[Start of DATA TO PROCESS]

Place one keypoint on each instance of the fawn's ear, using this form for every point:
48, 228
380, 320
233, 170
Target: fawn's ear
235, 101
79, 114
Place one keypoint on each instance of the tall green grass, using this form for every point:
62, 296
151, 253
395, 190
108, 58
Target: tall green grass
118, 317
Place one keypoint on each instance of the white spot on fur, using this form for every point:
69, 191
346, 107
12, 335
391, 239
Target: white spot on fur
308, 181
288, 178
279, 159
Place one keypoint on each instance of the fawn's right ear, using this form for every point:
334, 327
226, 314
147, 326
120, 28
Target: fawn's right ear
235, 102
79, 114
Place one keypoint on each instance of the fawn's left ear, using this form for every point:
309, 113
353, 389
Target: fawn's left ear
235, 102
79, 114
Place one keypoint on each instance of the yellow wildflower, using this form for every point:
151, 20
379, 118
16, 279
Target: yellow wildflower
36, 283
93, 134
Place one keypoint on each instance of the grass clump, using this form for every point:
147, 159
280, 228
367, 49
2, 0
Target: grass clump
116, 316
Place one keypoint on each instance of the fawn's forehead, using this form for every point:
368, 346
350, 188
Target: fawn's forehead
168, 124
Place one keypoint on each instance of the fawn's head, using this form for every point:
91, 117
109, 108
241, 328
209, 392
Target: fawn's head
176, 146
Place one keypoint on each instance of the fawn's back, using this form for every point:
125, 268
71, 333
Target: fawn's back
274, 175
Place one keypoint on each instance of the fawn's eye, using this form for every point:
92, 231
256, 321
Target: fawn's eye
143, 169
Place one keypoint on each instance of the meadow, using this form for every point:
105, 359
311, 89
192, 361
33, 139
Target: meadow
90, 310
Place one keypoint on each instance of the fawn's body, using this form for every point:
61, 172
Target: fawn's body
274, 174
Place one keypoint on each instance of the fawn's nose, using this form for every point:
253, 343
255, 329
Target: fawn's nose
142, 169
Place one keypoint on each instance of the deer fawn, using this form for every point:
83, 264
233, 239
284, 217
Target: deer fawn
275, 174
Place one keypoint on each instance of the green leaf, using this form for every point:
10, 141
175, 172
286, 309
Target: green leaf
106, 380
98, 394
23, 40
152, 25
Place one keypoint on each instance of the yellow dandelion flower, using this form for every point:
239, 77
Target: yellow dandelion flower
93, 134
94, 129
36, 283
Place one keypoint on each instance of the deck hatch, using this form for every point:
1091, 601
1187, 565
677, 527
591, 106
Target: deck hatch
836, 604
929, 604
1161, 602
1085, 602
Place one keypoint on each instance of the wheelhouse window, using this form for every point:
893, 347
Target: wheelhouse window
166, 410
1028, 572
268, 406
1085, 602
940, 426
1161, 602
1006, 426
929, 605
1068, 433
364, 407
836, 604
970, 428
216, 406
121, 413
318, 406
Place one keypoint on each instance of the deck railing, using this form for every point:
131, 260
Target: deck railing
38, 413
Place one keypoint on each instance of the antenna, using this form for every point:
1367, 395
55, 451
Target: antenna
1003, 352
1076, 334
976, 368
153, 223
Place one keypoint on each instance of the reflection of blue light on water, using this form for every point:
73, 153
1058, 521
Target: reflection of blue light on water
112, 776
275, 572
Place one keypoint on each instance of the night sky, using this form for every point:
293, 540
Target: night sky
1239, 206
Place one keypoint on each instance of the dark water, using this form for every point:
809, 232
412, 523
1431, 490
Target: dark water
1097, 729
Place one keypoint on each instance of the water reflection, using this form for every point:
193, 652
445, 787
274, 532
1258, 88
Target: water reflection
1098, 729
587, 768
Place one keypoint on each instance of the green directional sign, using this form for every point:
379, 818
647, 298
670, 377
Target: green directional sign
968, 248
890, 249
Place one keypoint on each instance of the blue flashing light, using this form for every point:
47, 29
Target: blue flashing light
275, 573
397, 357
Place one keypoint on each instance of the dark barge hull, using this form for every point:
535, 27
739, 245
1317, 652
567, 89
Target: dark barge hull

[End of DATA TO PROCESS]

# [SET TASK]
Nothing but the lines from the line with "Place one keypoint on each instance of the reflection" to the last line of the listing above should appear; please retype them exactly, both ends included.

# [TASK RESPONSE]
Place one keypoint on each instance of the reflection of blue light on water, using this form for every point:
73, 153
1058, 521
Target: reflection of blue light on water
112, 776
275, 572
Place one keypoint on each instance of the night sky, using this form for every point:
293, 540
Target: night sky
1239, 206
Place one keypoint on each instance of the dark water, using this form for every point:
809, 232
412, 523
1431, 490
Target: dark water
1097, 729
Place one keypoint on each instance of the water reflection, using this form for every point:
193, 652
445, 787
274, 532
1258, 88
Target: water reflection
1098, 729
587, 768
Place one keypoint on each instance of the green directional sign, using this form for every point:
379, 818
647, 298
670, 377
Target: green directional sign
968, 248
890, 249
Place one keypoint on each instance of the blue flashing light, using this form for every point:
47, 29
Target: blue flashing light
275, 573
397, 357
Place one keypoint on each instance of the dark barge hull, using this form for every point:
535, 27
739, 245
1317, 652
567, 89
Target: dark barge hull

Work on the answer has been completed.